ZITIERTER TEXT:
Gespräch mit Andreas Buro* über die Folgen des Irakkriegs, das Völkerrecht und die europäisch-amerikanischen Beziehungen

Das folgende Interview, das Thomas Klein mit Andreas Buro geführt hat, wurde in der Tageszeitung "junge Welt" veröffentlicht.


Frage: Nach dem Brüsseler »Mini-Gipfel« Ende April, an dem die Regierungschefs der Länder Frankreich, Deutschland, Belgien und Luxemburg teilnahmen, sprach der britische Premier Tony Blair davon, es drohe die Spaltung der EU. Er wolle ein einflußreiches Europa, aber an der Seite der USA, »nicht als ihr Rivale«. Die vier Regierungschefs betonten dagegen, es gehe ihnen nicht um Rivalität, sondern um einen starken europäischen Pfeiler innerhalb derNATO. Wer hat recht?

Andreas Buro: Ich halte beide Einschätzungen für unzutreffend. Freilich ist EU-Europa ein Kooperationspartner der USA als Teil des Lagers der reichen Industrieländer mit dem gemeinsamen Interesse an kapitalistischer Globalisierung im westlichen Stil. Es ist aber gleichzeitig ein Konkurrent der USA, nicht zuletzt mit seinem Euro, der für den Dollar als »Weltgeld« durchaus gefährlich ist.
Die neue Aufrüstungswelle der vier Regierungen zielt nun darauf, die EU-Staaten möglichst unabhängig von den USA militärisch interventionsfähig zu machen. Sie wollen auf eigene Faust und nach eigenen Interessen Militär »bis zum Hindukusch« einsetzen können. Damit streben sie nach einer eigenen Option auf Militäreinsätze jenseits der unter US-Führung stehenden NATO. Ein solches Vorhaben hat nichts mit Verteidigung zu tun.

F: Das heißt, die sich derzeit in der EU abspielende Entwicklung ist in außen- und sicherheitspolitischer Hinsicht von sehr weitreichender Bedeutung und alles andere als ein Sturm im Wasserglas, wie einige meinen?

Ja, und was die Regierungen hier vorhaben, ist außerdem eine falsche, eine anachronistische Weichenstellung. Sie leitet eine neue Runde in der Aufrüstung der EU ein – wie die zuständigen Minister schon angekündigt haben – und drängt alle dringend gebotenen Formen der zivilen und politischen Konfliktbearbeitung in den Hintergrund.

AUFGABENSTELLUNG:
a: Welche Regierungschefs nahmen laut dem Interview mit Andreas Buro am Brüsseler »Mini-Gipfel« Ende April teil?
b: Setzen Sie das Interview mit Andreas Buro über die Folgen des Irakkriegs im Anschluss an seinen letzten Satz fort.

BEREITGESTELLTE ANGABEN:
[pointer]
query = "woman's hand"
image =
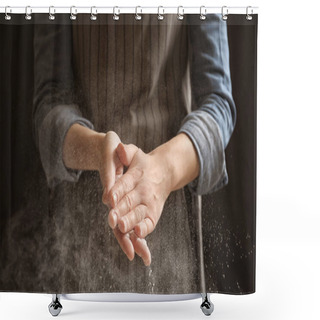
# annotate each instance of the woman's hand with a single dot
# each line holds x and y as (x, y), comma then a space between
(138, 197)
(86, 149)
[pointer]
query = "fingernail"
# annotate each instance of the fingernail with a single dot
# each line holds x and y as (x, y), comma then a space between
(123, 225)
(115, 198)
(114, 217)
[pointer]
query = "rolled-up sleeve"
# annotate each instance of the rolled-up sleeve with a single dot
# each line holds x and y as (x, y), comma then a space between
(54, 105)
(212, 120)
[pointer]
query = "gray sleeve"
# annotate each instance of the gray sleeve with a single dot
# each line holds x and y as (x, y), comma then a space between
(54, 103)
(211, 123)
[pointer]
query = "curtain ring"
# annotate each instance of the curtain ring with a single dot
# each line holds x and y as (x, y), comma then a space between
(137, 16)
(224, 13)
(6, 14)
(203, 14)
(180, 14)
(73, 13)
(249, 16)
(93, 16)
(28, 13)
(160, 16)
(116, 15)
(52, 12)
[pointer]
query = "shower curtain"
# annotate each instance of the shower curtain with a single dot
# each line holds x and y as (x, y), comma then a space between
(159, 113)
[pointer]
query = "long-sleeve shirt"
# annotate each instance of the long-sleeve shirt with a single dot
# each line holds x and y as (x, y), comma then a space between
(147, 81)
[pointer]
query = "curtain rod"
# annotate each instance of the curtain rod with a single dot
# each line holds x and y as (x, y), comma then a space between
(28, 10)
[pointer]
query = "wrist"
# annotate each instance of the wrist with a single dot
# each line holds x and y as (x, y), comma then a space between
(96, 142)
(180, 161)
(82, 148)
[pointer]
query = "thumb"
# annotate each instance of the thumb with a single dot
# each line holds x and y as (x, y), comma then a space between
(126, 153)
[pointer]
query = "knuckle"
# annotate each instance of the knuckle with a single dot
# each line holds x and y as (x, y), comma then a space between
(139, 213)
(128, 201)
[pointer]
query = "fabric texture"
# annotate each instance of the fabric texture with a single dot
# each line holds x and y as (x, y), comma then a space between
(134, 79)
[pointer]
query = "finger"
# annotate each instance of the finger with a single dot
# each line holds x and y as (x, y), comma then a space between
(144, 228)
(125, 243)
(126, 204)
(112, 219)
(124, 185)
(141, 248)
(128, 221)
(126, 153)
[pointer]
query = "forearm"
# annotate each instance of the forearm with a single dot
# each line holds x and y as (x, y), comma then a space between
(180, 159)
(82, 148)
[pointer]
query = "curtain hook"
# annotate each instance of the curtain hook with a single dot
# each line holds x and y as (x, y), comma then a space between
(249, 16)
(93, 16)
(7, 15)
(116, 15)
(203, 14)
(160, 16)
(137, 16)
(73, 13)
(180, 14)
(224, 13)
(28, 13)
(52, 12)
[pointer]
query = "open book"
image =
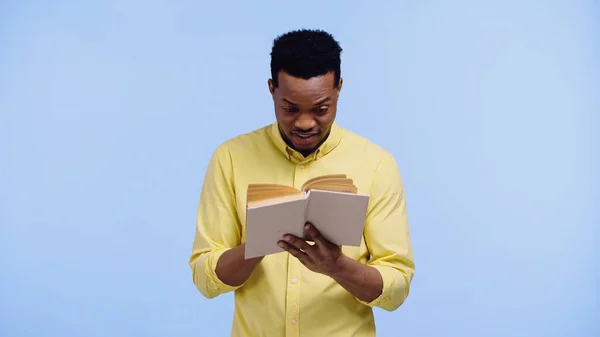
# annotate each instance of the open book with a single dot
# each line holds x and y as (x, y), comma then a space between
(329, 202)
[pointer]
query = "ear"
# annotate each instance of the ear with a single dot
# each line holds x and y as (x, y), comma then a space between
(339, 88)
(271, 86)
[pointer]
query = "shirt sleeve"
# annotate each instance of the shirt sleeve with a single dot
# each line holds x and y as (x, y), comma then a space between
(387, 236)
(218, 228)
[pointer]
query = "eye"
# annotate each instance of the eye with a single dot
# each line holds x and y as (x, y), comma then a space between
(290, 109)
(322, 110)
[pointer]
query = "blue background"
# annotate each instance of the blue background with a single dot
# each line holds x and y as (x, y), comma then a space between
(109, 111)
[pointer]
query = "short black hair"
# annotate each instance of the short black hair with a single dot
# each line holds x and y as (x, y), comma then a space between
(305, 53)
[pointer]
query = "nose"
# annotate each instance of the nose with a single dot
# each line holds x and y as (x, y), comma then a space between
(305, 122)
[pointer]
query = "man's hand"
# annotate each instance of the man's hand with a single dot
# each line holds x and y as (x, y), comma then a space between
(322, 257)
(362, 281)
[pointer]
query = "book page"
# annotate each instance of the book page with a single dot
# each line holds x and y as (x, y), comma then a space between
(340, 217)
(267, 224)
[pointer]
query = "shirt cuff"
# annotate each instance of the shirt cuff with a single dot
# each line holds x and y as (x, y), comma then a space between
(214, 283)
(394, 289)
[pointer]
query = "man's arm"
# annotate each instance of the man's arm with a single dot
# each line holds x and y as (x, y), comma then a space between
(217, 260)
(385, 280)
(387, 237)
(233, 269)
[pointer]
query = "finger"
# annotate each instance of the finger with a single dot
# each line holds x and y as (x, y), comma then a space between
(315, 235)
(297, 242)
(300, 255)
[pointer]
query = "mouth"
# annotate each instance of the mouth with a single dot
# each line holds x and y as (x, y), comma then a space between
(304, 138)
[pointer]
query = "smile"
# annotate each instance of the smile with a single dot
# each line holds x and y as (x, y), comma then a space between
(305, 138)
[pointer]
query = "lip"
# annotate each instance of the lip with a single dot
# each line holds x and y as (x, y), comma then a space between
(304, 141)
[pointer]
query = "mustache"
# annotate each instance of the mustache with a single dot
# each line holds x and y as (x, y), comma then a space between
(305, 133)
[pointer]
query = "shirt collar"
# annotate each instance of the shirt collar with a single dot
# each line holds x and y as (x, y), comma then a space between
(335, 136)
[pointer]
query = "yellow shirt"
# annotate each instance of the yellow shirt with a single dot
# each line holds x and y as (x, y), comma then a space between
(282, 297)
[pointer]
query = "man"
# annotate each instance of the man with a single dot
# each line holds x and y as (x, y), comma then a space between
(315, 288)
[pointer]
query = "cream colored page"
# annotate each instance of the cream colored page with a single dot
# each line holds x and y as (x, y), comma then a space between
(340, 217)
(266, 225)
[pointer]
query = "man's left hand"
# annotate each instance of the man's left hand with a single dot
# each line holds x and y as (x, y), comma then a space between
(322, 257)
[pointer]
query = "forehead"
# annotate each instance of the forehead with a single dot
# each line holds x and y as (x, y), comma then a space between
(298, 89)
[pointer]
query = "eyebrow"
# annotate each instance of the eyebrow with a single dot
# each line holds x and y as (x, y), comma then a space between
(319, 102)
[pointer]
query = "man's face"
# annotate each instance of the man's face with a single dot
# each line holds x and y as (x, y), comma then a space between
...
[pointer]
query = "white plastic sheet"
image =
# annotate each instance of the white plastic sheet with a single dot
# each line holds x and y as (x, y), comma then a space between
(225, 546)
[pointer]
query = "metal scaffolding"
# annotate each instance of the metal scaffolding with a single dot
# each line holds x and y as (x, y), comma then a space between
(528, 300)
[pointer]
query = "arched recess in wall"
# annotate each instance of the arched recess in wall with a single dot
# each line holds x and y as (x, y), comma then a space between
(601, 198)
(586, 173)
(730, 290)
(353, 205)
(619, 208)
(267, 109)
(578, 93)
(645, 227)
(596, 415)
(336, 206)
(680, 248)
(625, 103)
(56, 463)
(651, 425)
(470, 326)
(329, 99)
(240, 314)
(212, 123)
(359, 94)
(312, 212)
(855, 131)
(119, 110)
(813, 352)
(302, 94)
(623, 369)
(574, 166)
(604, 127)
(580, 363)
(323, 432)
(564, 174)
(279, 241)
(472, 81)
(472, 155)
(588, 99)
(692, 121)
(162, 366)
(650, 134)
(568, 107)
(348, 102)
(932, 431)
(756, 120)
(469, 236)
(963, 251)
---
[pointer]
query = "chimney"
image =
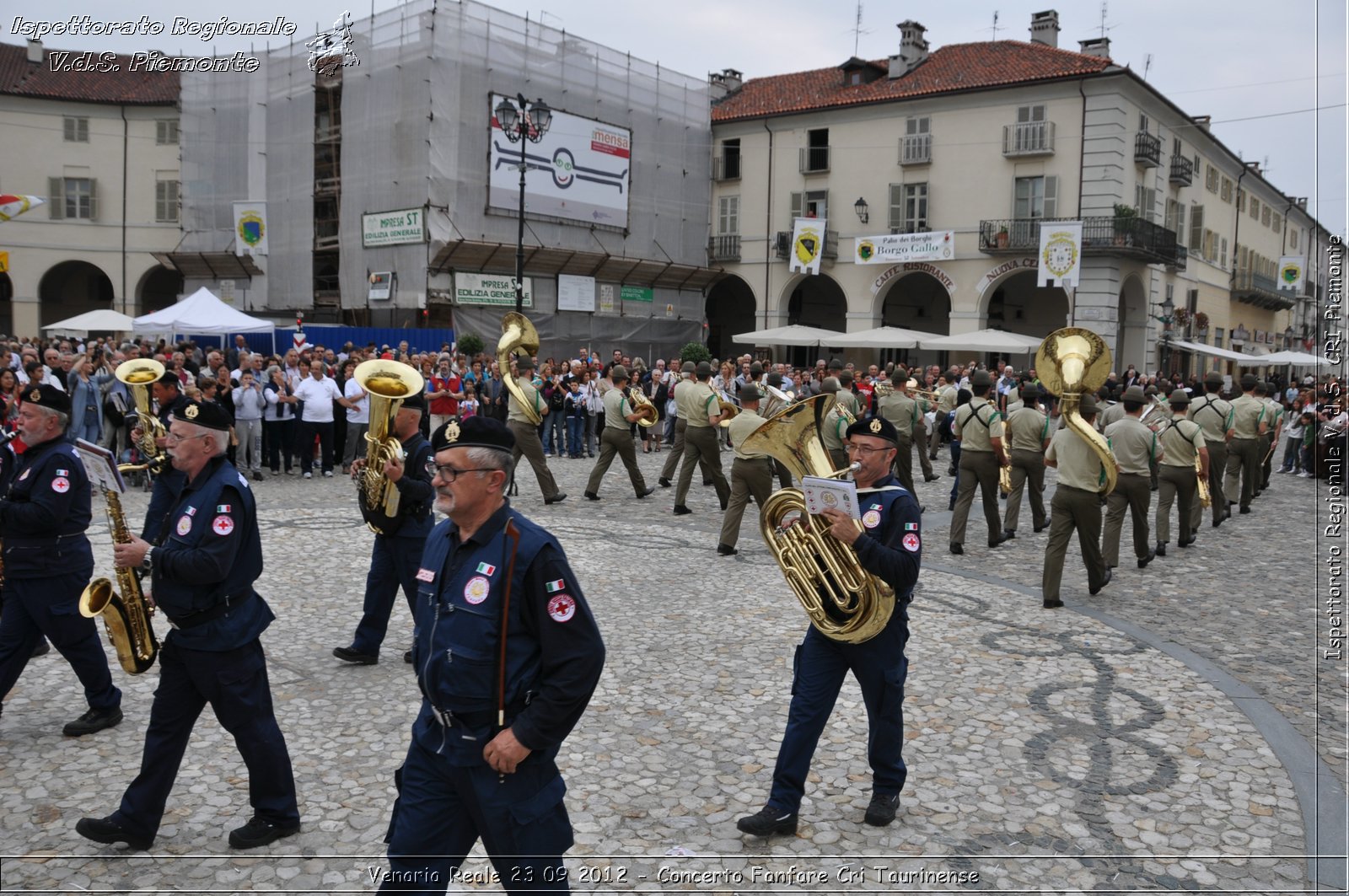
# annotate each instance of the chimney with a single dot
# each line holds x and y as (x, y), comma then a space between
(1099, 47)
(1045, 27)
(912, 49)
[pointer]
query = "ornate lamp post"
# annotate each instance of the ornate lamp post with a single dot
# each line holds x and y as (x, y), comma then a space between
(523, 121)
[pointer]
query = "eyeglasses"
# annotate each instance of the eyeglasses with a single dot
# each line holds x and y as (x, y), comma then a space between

ANTWORTEN:
a: Die Regierungschefs von Frankreich, Deutschland, Belgien und Luxemburg.

b:
Damit stellt sich auch die Frage, ob die EU gar die US-Rüstung überrunden will. Das ginge angesichts der bestehenden Kräfteverhältnisse nicht nur schief, es würde auch über Jahrzehnte Ressourcen verschleudern, die dringend für die Lösung der sozialen sowie Energie- und Umweltprobleme benötigt werden. Ganz zu schweigen von den Ressourcen, die im globalen Maßstab zur politischen und sozialen Stabilisierung benötigt werden. Eine Aufrüstung der EU würde deren Abhängigkeit von den USA nur weiter vertiefen, indem sie dauerhaft an die militarisierte US-Außenpolitik – um es in einer Kurzformel zu sagen – gefesselt werden würde.

F: Nach dem der Irak-Krieg militärisch entschieden ist, wird Kritik an der Friedensbewegung laut. Die Befürchtungen, der Krieg werde viele Tausende von Toten kosten und es drohe eine Ausweitung des Konflikts, seien Fehleinschätzungen gewesen. Können Sie diese Kritik teilen?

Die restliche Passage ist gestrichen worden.